What to do
A copy is needed of each line in the records that has the word "ceiling".

(Dataset excerpts)
· · · ·

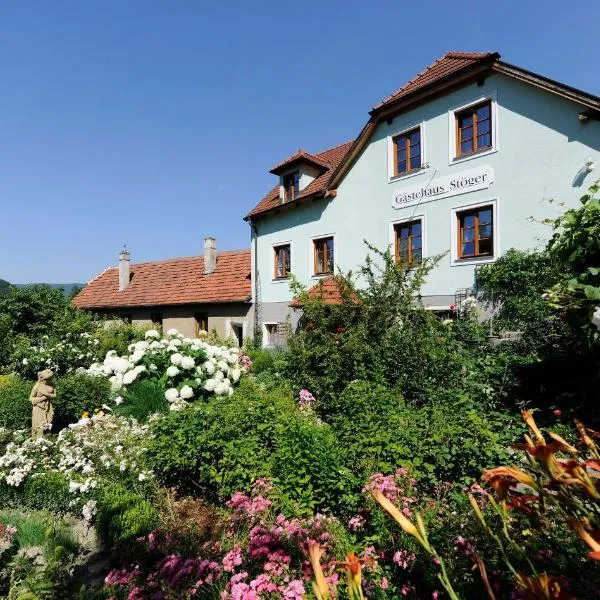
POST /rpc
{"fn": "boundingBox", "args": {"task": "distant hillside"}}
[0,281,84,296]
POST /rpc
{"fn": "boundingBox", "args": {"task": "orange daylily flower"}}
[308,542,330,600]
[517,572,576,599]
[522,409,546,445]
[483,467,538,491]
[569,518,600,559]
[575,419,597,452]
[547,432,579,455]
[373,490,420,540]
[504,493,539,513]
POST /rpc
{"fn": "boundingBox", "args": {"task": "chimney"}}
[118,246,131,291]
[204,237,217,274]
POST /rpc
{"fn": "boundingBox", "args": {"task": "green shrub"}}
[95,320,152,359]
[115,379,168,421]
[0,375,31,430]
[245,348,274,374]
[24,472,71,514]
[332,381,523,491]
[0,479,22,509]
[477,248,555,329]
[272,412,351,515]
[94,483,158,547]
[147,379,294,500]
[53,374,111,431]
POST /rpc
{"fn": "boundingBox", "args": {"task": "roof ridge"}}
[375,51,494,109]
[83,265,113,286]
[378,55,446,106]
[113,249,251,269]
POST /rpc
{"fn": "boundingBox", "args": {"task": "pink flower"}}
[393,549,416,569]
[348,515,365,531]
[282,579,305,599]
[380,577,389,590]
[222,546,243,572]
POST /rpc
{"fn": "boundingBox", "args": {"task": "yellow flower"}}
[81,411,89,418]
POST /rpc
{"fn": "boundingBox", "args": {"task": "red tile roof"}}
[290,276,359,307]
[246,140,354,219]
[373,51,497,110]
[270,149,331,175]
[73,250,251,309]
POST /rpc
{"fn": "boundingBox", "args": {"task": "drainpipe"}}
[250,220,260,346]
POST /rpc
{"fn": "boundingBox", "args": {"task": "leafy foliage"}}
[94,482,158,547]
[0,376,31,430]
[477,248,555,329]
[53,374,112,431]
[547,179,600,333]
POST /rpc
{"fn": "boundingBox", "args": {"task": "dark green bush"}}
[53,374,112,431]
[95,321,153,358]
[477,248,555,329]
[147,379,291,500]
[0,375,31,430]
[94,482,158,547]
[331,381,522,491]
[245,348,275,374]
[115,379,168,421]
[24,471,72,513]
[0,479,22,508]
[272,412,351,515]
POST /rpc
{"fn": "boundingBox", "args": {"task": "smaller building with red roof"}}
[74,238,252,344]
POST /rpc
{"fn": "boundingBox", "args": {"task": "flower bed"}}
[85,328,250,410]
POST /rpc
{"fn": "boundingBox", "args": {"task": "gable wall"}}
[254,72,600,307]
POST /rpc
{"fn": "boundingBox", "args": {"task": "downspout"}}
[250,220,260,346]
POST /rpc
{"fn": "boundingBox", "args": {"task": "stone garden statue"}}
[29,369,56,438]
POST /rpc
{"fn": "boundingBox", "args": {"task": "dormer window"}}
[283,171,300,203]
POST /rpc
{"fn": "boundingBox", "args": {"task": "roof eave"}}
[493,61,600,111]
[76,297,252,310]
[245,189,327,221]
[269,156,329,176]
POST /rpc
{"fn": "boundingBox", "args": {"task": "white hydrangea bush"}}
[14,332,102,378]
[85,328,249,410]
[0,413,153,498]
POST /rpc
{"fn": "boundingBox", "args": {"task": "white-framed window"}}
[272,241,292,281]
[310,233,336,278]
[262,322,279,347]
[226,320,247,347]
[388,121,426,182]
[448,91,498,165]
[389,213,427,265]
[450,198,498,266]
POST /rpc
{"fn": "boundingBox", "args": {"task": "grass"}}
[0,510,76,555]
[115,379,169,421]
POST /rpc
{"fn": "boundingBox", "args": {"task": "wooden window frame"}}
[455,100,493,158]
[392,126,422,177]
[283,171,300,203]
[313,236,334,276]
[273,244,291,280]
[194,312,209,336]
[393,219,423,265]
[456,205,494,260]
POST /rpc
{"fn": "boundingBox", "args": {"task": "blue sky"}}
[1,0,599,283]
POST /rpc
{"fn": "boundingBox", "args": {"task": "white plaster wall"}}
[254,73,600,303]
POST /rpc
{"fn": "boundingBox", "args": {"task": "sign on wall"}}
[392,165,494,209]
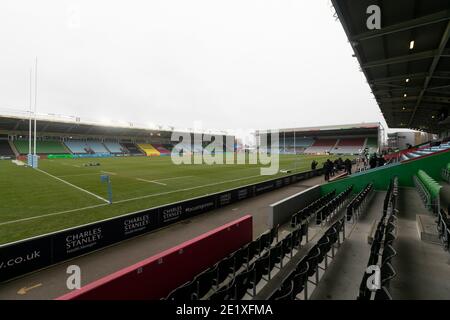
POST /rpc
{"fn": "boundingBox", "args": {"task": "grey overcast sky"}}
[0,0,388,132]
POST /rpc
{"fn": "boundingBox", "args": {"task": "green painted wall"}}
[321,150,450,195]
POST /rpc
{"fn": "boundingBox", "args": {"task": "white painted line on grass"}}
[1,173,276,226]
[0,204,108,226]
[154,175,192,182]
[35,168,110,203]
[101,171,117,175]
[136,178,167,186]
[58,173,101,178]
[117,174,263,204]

· · · ·

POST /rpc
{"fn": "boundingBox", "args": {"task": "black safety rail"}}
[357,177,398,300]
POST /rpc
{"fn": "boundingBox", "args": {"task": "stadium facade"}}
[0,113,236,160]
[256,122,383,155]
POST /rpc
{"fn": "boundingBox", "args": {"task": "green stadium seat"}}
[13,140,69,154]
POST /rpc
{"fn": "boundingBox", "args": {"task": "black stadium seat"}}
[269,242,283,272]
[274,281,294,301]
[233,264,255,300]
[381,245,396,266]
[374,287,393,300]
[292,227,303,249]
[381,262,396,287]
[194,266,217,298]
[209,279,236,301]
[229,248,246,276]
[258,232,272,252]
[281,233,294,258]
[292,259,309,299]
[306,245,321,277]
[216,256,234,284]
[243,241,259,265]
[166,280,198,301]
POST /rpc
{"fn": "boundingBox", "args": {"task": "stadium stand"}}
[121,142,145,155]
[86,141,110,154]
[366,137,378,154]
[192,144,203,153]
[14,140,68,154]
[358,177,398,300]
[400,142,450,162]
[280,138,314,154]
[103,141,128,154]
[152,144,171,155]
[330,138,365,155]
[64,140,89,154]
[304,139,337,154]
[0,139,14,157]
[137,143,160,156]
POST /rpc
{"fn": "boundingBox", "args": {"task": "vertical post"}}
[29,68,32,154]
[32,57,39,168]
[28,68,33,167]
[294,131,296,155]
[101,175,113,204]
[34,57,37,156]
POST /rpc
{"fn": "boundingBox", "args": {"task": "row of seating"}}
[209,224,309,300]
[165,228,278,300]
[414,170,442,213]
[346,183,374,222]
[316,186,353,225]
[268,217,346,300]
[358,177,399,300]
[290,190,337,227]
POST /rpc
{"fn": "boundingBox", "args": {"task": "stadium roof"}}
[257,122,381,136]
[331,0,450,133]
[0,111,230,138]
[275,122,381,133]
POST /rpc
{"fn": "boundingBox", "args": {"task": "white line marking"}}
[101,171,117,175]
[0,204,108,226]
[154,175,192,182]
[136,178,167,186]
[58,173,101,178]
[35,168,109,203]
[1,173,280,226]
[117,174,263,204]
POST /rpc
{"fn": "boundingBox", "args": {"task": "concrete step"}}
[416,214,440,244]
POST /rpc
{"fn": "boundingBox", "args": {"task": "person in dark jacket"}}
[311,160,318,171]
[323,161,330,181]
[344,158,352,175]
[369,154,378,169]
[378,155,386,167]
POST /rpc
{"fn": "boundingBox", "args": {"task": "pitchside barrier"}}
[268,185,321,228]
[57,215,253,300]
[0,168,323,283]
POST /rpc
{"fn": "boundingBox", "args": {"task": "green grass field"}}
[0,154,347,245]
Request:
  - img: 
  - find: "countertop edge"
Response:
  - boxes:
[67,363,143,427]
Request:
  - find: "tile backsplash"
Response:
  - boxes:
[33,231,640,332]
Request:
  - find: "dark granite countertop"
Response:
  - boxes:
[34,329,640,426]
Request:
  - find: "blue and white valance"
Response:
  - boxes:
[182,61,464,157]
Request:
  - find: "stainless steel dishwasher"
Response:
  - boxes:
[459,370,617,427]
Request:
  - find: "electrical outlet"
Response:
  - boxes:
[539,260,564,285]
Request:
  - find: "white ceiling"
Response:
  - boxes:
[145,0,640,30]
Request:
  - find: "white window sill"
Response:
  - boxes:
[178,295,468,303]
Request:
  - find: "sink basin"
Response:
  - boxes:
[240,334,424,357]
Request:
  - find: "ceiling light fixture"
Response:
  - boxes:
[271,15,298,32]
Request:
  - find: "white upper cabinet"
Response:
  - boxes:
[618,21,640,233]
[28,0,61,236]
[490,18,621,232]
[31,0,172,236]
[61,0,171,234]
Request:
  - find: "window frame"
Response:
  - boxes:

· · · ·

Answer below
  - find: "white ceiling"
  - find: "ceiling light fixture"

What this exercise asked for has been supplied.